=== OBJECTIVE ===
Write out all of the records below again, changing every "sample" to "pattern" and leaving everything else as it is. Leave the pictures out.
## begin
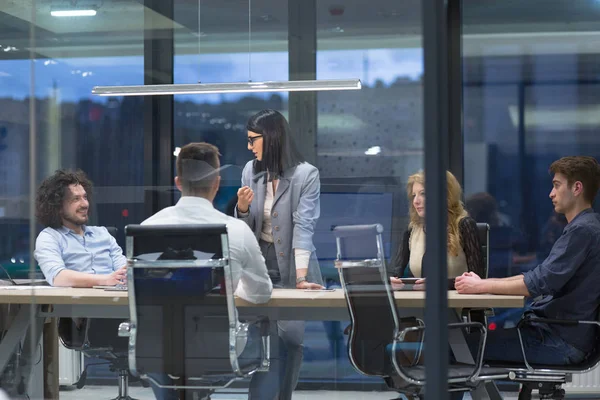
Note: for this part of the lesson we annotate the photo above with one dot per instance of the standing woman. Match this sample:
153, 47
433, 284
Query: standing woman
279, 200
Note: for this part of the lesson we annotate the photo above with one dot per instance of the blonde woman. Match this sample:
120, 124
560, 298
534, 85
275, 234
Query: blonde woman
464, 248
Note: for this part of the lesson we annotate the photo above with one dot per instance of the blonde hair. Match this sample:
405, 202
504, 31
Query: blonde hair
456, 209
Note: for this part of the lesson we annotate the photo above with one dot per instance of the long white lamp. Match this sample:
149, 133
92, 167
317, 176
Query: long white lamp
242, 87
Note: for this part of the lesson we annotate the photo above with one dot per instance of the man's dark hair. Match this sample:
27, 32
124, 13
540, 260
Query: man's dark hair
279, 152
52, 193
580, 168
197, 167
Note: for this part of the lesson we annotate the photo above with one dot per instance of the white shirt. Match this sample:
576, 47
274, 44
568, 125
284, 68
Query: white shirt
457, 265
266, 233
251, 280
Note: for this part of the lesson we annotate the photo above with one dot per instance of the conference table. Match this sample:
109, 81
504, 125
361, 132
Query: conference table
39, 303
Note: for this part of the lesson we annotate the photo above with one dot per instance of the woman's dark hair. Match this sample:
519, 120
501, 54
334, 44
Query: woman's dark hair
279, 152
52, 193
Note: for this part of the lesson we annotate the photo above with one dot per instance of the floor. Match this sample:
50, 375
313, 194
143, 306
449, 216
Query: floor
106, 392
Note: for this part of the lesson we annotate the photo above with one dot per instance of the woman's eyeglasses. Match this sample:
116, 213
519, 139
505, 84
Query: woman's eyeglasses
252, 139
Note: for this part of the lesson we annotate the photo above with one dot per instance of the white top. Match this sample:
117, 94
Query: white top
251, 280
266, 233
457, 265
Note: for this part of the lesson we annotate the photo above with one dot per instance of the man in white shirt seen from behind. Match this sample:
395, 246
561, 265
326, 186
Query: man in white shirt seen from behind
198, 180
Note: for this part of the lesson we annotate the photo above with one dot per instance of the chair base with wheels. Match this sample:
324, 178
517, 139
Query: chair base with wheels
548, 379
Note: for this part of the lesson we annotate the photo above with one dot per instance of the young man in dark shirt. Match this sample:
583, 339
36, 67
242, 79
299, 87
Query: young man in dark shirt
564, 286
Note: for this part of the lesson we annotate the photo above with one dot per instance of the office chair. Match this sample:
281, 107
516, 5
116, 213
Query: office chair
548, 379
98, 337
378, 345
184, 333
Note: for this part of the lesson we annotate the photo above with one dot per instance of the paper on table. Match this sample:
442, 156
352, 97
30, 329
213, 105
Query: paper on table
27, 287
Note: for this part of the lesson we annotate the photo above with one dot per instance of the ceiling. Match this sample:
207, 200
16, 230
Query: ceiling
490, 27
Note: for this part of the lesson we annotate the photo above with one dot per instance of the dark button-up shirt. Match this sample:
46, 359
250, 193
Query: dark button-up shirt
567, 284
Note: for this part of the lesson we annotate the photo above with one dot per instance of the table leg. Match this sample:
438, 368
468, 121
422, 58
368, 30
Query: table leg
51, 382
15, 333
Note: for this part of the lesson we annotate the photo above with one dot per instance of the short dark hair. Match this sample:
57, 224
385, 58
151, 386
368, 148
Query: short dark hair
197, 167
279, 151
52, 193
580, 168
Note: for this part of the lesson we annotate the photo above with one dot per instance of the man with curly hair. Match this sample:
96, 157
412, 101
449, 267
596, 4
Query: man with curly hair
69, 252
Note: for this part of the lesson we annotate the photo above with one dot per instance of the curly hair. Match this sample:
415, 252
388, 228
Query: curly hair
52, 193
456, 209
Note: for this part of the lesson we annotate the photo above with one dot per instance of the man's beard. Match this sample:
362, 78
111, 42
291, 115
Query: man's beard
75, 219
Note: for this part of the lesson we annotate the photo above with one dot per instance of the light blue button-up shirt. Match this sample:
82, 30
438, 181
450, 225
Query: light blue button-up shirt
96, 252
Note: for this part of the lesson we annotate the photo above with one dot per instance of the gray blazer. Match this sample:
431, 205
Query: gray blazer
296, 209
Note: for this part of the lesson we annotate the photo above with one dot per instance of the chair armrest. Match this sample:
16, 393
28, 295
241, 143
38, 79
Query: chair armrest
124, 329
265, 326
550, 321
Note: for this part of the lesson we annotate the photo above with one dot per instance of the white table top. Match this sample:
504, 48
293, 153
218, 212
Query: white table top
280, 298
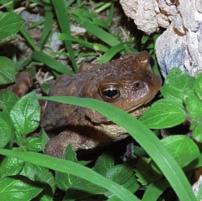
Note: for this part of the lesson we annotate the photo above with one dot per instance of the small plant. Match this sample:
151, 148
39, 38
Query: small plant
27, 174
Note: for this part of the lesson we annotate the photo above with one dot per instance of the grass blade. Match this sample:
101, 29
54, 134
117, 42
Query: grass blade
## end
=== RESULT ===
Note: for this part of the lesson we annotate the photo above with one dot per instance of the standing woman. Match this pattern:
153, 47
433, 284
Query: standing woman
279, 200
Note: for this part of the lesson we annotate the photo above with one dot per instance of the blonde woman. Match this pattern:
120, 124
560, 298
534, 85
275, 234
Query: blonde woman
464, 248
Note: for this part of the lesson we annotate the photo above with one dot per instance of the blonde hair. Match this pattern:
405, 202
504, 31
Query: blonde hair
456, 209
Note: for this part of the lesson we annotate the photo above with one dot per instance of the long white lamp. Match this pattern:
149, 133
92, 167
317, 176
Query: long white lamp
242, 87
Note: for this part of the lesson we annotate the photo above with one dot per instance of the man's dark hair. Match this pattern:
27, 32
124, 13
540, 260
Query: man's dark hair
279, 152
52, 193
580, 168
197, 167
Note: for this part of the lesson we annotate the photo above with one dot per instance of the white shirt. Match this pattern:
576, 47
274, 44
568, 125
284, 68
Query: white shirt
457, 265
266, 233
251, 280
Note: for this part of the lesson we annotate the photo above with one dot per instance of the conference table. Match this pattern:
109, 81
504, 125
361, 132
Query: conference table
39, 303
Note: for this part of the lesson we annotate the photo above with one dot per instance of the woman's dark hair. Match this pattern:
519, 120
501, 54
334, 44
Query: woman's dark hair
279, 152
52, 193
Note: for this part of the lesson we annotate the photo above with one dot per instance of the floor. Match this pattern:
50, 375
313, 194
143, 306
449, 216
Query: floor
106, 392
Note: for this part of the lesson we annotate the photo above with one dot per instance of the woman's eyeglasses. Match this pattern:
116, 213
519, 139
505, 84
Query: woman's eyeglasses
252, 139
Note: for this part of the lesson we annotate the photo above with one dot per instance of the white top. Match this pattern:
117, 94
Query: white top
251, 280
266, 233
457, 265
Note: for this part of the lesson we annotate the photo above with one dot per instance of the man in white shirt seen from behind. Match this pattern:
395, 246
561, 265
326, 186
Query: man in white shirt seen from behind
198, 180
Note: for this part of the lesson we annotate the photo above with one dot per instance of the chair base with wheels. Match this pattern:
324, 178
517, 139
Query: chair base with wheels
548, 379
Note: for this part of the lesson we annotate the photo above with one dot per instance of the young man in dark shirt. Match this pattern:
583, 339
36, 67
242, 79
299, 87
Query: young man in dark shirt
564, 286
Note: for this part of the lesson we annotate the photo above with one dot per instance of the office chair. Match this pattern:
281, 107
516, 5
116, 213
Query: office chair
548, 379
98, 337
378, 345
184, 333
Note: for this part of the lesson we annotate the photo above with one dot per instance of the paper on table. Match this pattern:
442, 156
352, 97
30, 329
213, 105
Query: paper on table
27, 287
Note: for this part of the lesson we annotate the photo above with one dot per instance of the ceiling. Match this pattern:
207, 200
16, 230
Query: ceiling
490, 27
Note: for this part of the lesson we annotate the photo above with one dot per instance of the dark button-up shirt. Match this pattern:
46, 359
250, 193
Query: dark button-up shirt
567, 284
Note: for this part of the lesson we annotate the photo above with one dot per instance of the table leg. Match this pattern:
438, 368
468, 121
422, 58
368, 30
Query: table leg
51, 382
15, 333
Note: for this part of the lesson we annotate the photo above with one dot per instance of the short dark hair. Match this pattern:
57, 224
385, 58
151, 386
368, 148
Query: short dark hair
197, 167
279, 151
52, 193
580, 168
Note: for this part of the lesson we annotate the photo above with one dot per instance of the man with curly hair. Match this pattern:
96, 157
412, 101
449, 267
596, 4
Query: man with curly hair
69, 252
Note: for this part of the lesson we annotate the photo above with one dot per instance of the curly hair. Match this pattern:
415, 252
388, 228
Query: curly hair
52, 193
456, 209
Note: for this part of the lesson we annotate the photo above with one dot per instance of the man's beard. Match this pattern:
362, 78
111, 42
291, 115
Query: man's beard
75, 219
Note: for this part of the lesson we annotate the photo above with one dot per instance of the light blue button-up shirt. Match this pattern:
82, 30
438, 181
450, 225
Query: light blue button-up shirt
96, 252
Note: for this part of the lesson we annotate the photo above with one dot per instance of the gray blazer. Match this pattern:
431, 205
Query: gray blazer
296, 209
Note: for this part of the lesson we annotate the photo above with one dot per instance of the chair armrest. Match this pattern:
16, 393
28, 295
241, 143
38, 79
Query: chair armrest
124, 329
265, 326
550, 321
Note: for this part of the lesson we annotate the photo above with one dot per instance of the white table top. Match this pattern:
504, 48
293, 153
218, 212
Query: white table top
280, 298
Note: for this part of the lesson we annotate the photo above with one dot per instance of the small plant. Match this pattern:
151, 148
39, 38
Query: small plant
27, 174
Note: for this part of the lesson we annotate the photo above with one dot per instance of the grass blade. Match this pattern:
101, 29
54, 134
117, 42
Query: grass blade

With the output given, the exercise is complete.